Passage start

Clark remains optimistic, though, that as populations continue to expand, nations become industrialized, and demand grows, innovators are going to be able to solve the looming water shortage problems of the 21st century. In particular, he argues that water reclamation is critical to sustainability, and that people are going to have to become less squeamish about reusing water. People get concerned when they hear about a contaminant level of one part per million, which, Clark points out, is equivalent to one drop of contaminant in a full bathtub. To dilute one pill of a pain reliever in a toilet bowl to one part per trillion, one would have to flush the toilet 18 million times, spending an entire lifetime flushing.

“Some of the issues are blown out of proportion,” he says.

With drinking water in increasingly short supply, part of the water we use will need to come from treated wastewater.

“We can reuse that water three or four times, allowing the purest form of water for human consumption,” he says.

A native of Vancouver, Washington, Clark was the senior process engineer and a project manager on the design of the City of Los Angeles Hyperion Treatment Plant, completed in 1999. The American Public Works Association named the 15-year, $1.1 billion wastewater treatment project one of the 10 most outstanding public works projects of the 20th century on a list that also includes the Golden Gate Bridge, the Panama Canal, and the Hoover Dam. One of the largest wastewater facilities in the country, the project has significantly improved water quality in Santa Monica Bay. Because of difficult space constraints, the project engineers had to innovate a number of unique features for the facility, and the entire project had to be completed while the facility was still in operation, without violating permit conditions-a feat that one of Clark’s colleagues compared to disassembling and re-assembling a jumbo jet in mid-flight.

Passage end
Data listing start

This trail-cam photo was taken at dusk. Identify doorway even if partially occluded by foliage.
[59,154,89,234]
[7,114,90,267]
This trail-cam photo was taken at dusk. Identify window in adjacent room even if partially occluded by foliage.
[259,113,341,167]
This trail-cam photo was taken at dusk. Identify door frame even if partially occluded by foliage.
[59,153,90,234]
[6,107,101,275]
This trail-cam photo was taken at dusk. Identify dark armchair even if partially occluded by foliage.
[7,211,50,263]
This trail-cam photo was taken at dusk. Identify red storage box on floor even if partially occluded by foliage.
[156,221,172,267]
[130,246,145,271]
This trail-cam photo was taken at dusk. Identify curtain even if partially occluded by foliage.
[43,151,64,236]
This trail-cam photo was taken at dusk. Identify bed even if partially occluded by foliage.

Data listing end

■ Stated exercise A
Write out the water reuse passage word for word, starting at "Clark remains optimistic, though, that" and ending at "entire lifetime flushing.".
■ Stated exercise B
Answer these questions from the water reuse passage:
(i) According to Clark, one part per million equals what?
(ii) In what year was the City of Los Angeles Hyperion Treatment Plant completed?
(iii) Where has the Hyperion project significantly improved water quality?
■ Stated exercise C
Carry on the water reuse passage beyond its final sentence.

■ Task answer A
Clark remains optimistic, though, that as populations continue to expand, nations become industrialized, and demand grows, innovators are going to be able to solve the looming water shortage problems of the 21st century. In particular, he argues that water reclamation is critical to sustainability, and that people are going to have to become less squeamish about reusing water. People get concerned when they hear about a contaminant level of one part per million, which, Clark points out, is equivalent to one drop of contaminant in a full bathtub. To dilute one pill of a pain reliever in a toilet bowl to one part per trillion, one would have to flush the toilet 18 million times, spending an entire lifetime flushing.

■ Task answer B
(i) One drop of contaminant in a full bathtub.
(ii) 1999.
(iii) Santa Monica Bay.

■ Task answer C
In 2001 Clark was elected president of the Water Environment Federation (WEF). The non-profit agency, with professionals from 31 countries, is dedicated to enhancing water quality worldwide and to sharing the message of the importance of preserving water supplies. Clark has received the WEF’s Arthur Sidney Bedell Award and Charles Alvin Emerson Medal for outstanding personal service to the water quality industry.

Well know among water engineers in every continent, Clark was appointed by the Royal Swedish Academy of Sciences to the nine-member international nominating committee for the Stockholm Water Prize, considered the Nobel Prize of the environment, and was listed in the November 2004 issue of Public Works magazine as one of the 50 most influential people in public works in the country.

He has written more than 20 publications and given more than 50 presentations at technical conferences around the world. He is a life member of the International Water Academy.

“We need people to begin thinking about water’s importance,” he says. “The five gallons you might waste while you’re letting water run unnecessarily is important. Once we get that point across, the rest will fall into place.”

 “It’s an exciting time to help overcome the challenges,” he adds.